→ TASK INPUTS:
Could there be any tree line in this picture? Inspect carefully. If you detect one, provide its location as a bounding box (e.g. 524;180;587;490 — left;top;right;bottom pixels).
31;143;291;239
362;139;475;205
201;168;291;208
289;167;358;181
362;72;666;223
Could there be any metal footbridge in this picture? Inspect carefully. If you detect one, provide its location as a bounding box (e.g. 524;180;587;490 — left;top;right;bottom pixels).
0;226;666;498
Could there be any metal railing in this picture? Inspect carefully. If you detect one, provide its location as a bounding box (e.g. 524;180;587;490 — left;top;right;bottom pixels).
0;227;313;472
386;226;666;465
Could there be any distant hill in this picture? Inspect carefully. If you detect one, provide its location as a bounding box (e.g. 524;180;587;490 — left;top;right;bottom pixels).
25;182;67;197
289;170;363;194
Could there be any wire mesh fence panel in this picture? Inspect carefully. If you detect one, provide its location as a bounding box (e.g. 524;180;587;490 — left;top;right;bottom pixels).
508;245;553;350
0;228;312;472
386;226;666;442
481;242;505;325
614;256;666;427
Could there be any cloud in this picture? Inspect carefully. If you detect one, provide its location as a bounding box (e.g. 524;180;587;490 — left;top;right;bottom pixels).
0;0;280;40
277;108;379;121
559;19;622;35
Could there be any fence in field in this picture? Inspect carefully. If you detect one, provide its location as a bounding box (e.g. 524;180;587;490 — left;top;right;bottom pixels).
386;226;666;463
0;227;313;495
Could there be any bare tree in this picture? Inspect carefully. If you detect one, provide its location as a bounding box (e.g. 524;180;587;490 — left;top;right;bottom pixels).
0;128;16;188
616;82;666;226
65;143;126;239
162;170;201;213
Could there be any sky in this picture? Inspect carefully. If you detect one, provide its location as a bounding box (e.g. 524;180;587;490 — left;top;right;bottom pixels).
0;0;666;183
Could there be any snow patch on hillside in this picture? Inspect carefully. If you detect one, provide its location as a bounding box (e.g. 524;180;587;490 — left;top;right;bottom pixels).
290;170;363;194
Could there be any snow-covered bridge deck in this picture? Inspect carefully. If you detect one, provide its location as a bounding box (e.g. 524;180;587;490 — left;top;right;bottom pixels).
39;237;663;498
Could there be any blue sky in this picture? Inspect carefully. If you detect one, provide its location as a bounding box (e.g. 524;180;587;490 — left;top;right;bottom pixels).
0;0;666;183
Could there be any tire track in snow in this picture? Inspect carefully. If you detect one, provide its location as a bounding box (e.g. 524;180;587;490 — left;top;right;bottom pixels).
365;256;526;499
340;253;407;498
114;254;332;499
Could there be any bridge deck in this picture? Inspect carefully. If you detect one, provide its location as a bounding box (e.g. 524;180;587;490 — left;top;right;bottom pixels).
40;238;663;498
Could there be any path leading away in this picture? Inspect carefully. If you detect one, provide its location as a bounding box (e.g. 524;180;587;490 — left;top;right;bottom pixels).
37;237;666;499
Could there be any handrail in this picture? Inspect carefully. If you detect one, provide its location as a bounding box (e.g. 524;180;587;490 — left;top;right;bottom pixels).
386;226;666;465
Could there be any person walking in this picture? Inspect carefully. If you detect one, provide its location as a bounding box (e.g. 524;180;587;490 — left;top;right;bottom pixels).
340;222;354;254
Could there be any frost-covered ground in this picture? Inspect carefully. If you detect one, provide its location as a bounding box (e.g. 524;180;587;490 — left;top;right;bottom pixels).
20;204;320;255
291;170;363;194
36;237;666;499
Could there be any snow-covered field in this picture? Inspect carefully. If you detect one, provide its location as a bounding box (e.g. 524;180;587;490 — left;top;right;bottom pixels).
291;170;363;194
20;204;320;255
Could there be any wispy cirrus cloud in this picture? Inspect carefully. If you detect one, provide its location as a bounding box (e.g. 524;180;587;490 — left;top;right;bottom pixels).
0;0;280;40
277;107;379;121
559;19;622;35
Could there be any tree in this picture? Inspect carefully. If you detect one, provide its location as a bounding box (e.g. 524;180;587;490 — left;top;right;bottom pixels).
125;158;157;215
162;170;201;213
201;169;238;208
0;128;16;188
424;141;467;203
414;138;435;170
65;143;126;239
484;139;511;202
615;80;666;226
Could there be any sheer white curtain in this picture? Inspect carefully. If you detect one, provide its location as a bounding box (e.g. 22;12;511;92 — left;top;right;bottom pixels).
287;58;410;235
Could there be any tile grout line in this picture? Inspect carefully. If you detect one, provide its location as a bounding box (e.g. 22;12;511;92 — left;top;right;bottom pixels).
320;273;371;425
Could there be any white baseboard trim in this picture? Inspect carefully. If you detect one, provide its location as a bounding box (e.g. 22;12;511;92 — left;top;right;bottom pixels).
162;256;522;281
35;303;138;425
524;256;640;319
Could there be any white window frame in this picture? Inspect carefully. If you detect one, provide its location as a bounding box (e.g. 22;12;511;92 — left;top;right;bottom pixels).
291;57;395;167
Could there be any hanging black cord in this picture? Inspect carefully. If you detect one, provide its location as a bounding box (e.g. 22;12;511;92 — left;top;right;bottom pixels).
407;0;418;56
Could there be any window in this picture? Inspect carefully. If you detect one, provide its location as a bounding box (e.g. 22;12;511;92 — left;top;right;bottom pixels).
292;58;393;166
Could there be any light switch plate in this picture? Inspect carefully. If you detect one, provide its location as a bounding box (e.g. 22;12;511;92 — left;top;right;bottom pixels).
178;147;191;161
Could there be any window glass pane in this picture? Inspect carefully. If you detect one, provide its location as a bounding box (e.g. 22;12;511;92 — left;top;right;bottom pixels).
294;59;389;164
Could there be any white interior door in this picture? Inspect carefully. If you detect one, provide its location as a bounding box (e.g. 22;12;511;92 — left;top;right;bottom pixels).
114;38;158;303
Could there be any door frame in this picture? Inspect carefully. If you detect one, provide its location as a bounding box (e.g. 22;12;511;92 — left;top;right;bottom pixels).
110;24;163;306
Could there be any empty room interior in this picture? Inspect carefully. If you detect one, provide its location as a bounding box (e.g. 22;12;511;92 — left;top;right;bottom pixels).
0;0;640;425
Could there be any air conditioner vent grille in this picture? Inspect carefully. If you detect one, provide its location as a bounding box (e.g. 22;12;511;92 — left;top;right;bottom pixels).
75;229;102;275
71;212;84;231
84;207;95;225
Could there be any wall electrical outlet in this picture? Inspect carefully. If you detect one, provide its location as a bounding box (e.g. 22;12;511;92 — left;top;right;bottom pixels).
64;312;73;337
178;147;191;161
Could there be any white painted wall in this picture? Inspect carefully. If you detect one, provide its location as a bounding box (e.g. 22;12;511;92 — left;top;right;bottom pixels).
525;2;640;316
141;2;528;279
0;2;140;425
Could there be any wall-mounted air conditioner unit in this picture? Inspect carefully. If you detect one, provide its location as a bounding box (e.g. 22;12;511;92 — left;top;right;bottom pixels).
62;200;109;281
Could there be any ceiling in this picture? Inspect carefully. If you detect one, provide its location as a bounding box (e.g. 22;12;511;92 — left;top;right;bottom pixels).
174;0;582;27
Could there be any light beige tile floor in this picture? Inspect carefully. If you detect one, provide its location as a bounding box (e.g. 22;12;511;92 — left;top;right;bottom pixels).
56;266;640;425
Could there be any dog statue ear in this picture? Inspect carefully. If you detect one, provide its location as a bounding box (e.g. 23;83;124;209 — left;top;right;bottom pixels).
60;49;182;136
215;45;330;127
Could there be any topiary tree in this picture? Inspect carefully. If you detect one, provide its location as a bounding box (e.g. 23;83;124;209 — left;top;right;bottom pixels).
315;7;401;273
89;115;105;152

...

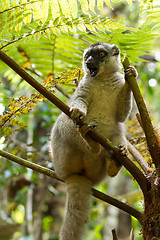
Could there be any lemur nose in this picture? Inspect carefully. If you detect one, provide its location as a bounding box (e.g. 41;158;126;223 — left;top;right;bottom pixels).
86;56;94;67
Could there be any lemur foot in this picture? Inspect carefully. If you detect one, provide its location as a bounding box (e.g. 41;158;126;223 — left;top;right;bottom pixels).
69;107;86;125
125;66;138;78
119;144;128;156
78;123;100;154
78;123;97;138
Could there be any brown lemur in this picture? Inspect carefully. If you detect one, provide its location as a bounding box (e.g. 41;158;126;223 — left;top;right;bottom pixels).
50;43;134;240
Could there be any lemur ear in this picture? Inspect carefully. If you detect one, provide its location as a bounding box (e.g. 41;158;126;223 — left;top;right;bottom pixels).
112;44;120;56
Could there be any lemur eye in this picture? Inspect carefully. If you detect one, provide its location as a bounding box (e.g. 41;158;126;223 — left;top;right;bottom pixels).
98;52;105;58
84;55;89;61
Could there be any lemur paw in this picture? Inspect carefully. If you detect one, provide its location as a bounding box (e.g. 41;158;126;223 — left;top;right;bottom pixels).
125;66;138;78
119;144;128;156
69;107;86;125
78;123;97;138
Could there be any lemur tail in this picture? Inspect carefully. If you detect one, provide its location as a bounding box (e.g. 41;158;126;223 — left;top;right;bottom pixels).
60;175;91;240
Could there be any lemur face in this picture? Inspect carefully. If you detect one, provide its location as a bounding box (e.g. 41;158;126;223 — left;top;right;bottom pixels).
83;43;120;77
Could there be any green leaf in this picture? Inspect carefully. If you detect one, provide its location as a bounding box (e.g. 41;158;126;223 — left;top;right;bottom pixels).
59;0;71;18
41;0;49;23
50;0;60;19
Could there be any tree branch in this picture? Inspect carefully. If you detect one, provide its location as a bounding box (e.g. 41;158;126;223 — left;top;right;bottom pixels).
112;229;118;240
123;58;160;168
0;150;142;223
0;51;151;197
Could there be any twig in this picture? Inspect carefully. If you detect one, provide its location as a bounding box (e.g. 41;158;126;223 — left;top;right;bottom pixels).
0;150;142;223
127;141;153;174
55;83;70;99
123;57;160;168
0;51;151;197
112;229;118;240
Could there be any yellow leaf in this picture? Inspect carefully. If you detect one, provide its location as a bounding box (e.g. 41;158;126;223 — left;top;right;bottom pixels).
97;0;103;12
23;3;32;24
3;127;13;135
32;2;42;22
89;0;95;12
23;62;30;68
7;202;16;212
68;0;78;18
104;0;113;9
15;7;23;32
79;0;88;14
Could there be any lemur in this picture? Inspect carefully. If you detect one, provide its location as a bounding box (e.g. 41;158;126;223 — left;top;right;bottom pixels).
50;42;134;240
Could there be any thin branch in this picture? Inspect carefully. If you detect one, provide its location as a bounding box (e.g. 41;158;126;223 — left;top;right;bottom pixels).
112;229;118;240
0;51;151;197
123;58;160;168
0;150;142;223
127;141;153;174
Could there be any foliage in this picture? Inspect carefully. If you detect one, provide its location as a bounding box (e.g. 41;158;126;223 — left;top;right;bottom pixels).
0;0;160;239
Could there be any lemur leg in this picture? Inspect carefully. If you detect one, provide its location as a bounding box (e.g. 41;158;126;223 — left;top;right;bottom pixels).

→ SET EXERCISE:
Gather every line in the rows that contains the word "tile" and copy those lines.

→ OUTPUT OF THE EXERCISE:
Could there be any tile grout line in this picture? Inspect carefully. If you detect one, provide its location as a bounding box (e.g. 22;12;511;92 — left;top;right;bottom pixels).
Could there be any light beige tile floor in this picture? Inspect carefully. If you detect one, provide its location as a bounding box (e.g. 22;12;511;92 — left;top;right;bottom pixels).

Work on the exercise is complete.